• Aim
Copy every one of the records below line for line, keeping each word, number and mark unchanged.

^^^^

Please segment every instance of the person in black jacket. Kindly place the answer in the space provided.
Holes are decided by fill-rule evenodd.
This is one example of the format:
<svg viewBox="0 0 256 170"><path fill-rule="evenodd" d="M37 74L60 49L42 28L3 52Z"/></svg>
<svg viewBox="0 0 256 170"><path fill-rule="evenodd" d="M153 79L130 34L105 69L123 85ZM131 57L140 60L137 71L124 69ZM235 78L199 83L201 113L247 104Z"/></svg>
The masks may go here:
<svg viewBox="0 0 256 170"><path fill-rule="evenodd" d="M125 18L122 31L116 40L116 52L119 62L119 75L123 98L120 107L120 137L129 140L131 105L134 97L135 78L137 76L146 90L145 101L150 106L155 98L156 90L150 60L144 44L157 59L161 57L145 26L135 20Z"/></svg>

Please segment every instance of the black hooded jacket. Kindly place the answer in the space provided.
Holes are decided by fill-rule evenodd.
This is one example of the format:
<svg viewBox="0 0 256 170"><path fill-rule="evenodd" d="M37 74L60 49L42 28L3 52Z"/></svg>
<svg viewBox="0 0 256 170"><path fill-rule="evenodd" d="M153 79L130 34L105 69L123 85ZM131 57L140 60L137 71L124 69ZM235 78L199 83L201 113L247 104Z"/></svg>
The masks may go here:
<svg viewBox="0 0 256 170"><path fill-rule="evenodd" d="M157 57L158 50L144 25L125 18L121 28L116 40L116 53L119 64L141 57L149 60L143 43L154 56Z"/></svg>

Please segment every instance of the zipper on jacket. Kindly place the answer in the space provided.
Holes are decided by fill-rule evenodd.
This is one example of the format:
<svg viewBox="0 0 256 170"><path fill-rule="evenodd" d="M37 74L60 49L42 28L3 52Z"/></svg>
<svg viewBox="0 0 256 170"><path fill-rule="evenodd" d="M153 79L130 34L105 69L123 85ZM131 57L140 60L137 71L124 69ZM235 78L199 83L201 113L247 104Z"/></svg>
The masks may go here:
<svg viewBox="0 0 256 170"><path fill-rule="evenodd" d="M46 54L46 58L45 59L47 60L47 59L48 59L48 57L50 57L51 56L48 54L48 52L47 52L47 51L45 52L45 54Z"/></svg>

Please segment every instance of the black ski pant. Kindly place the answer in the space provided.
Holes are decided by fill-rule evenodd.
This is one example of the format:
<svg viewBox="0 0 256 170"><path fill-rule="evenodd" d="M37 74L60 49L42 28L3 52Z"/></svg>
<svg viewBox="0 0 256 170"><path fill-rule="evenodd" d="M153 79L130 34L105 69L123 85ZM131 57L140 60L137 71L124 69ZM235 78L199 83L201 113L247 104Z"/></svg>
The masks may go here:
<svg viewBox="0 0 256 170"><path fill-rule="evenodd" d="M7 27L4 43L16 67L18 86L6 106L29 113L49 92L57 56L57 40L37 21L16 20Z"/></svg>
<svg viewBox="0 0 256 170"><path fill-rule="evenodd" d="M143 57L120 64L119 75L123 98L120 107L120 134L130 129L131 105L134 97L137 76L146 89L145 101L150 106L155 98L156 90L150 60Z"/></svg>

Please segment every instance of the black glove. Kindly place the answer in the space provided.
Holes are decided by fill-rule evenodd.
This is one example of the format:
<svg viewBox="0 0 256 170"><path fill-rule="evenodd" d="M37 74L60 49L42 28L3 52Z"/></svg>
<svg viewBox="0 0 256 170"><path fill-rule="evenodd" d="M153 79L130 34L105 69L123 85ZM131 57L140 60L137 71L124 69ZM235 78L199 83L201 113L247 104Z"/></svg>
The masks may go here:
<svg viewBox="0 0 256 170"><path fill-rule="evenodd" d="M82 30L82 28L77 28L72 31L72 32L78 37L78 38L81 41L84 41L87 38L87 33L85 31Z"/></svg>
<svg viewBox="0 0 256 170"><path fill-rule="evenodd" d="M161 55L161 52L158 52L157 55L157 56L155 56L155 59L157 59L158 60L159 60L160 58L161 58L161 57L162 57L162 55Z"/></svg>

^^^^

• Solution to the problem
Please segment every instance of the person in black jacket. Kindly place the answer in the space provided.
Holes are decided by fill-rule evenodd.
This is one example of the format:
<svg viewBox="0 0 256 170"><path fill-rule="evenodd" d="M37 74L60 49L42 28L3 52Z"/></svg>
<svg viewBox="0 0 256 170"><path fill-rule="evenodd" d="M153 79L130 34L105 69L123 85ZM131 57L140 60L137 71L124 69ZM235 78L199 83L201 113L247 104Z"/></svg>
The masks may go here:
<svg viewBox="0 0 256 170"><path fill-rule="evenodd" d="M125 18L122 31L116 40L116 52L119 62L119 75L123 98L120 107L120 137L129 140L131 105L134 97L135 78L137 76L146 90L145 101L150 106L155 98L156 90L150 60L144 44L157 59L161 57L145 26L135 20Z"/></svg>

Please segment every instance of the black hooded jacket. Kindly place the answer in the space provided.
Holes are decided by fill-rule evenodd.
This is one example of the format:
<svg viewBox="0 0 256 170"><path fill-rule="evenodd" d="M37 74L60 49L42 28L3 52Z"/></svg>
<svg viewBox="0 0 256 170"><path fill-rule="evenodd" d="M153 79L130 34L105 69L123 85ZM131 57L140 60L137 71L124 69ZM235 78L199 83L201 113L247 104Z"/></svg>
The masks may go here:
<svg viewBox="0 0 256 170"><path fill-rule="evenodd" d="M157 57L158 50L144 25L125 18L121 28L116 40L116 53L119 64L141 57L149 60L143 43L154 56Z"/></svg>

Please segment every instance of the zipper on jacket. Kindly place the answer in the space provided.
Holes are decided by fill-rule evenodd.
This is one example of the format:
<svg viewBox="0 0 256 170"><path fill-rule="evenodd" d="M37 74L60 49L42 28L3 52Z"/></svg>
<svg viewBox="0 0 256 170"><path fill-rule="evenodd" d="M153 79L130 34L105 69L123 85ZM131 57L140 60L137 71L124 69ZM235 78L199 83L201 113L247 104Z"/></svg>
The masks may go here:
<svg viewBox="0 0 256 170"><path fill-rule="evenodd" d="M46 54L46 58L45 59L47 60L47 59L48 59L48 57L50 57L51 56L48 54L48 52L47 52L47 51L45 52L45 54Z"/></svg>

Please segment every instance of the black ski pant. Kindly place the answer in the space provided.
Holes are decided by fill-rule evenodd.
This is one example of the format:
<svg viewBox="0 0 256 170"><path fill-rule="evenodd" d="M37 74L60 49L42 28L3 52Z"/></svg>
<svg viewBox="0 0 256 170"><path fill-rule="evenodd" d="M153 79L130 34L105 69L123 85ZM131 57L140 60L137 71L124 69ZM235 78L199 83L201 113L247 104Z"/></svg>
The masks may go here:
<svg viewBox="0 0 256 170"><path fill-rule="evenodd" d="M7 27L4 43L16 67L18 86L6 106L29 113L49 92L57 56L57 40L37 21L16 20Z"/></svg>
<svg viewBox="0 0 256 170"><path fill-rule="evenodd" d="M143 57L120 64L119 75L123 98L120 107L120 134L130 129L131 105L134 97L137 76L146 89L145 101L150 106L155 98L156 90L150 60Z"/></svg>

Please segment every instance of the black glove. Kindly place the answer in the space provided.
Holes are decided by fill-rule evenodd.
This is one example of the format:
<svg viewBox="0 0 256 170"><path fill-rule="evenodd" d="M37 74L60 49L42 28L3 52Z"/></svg>
<svg viewBox="0 0 256 170"><path fill-rule="evenodd" d="M153 79L130 34L105 69L123 85ZM131 57L140 60L137 71L124 69ZM235 78L199 83L201 113L247 104Z"/></svg>
The masks may go here:
<svg viewBox="0 0 256 170"><path fill-rule="evenodd" d="M82 30L82 28L77 28L72 31L72 32L78 37L78 38L81 41L84 41L87 38L87 33L85 31Z"/></svg>
<svg viewBox="0 0 256 170"><path fill-rule="evenodd" d="M161 55L161 52L158 52L157 55L157 56L155 56L155 59L157 59L158 60L159 60L160 58L161 58L161 57L162 57L162 55Z"/></svg>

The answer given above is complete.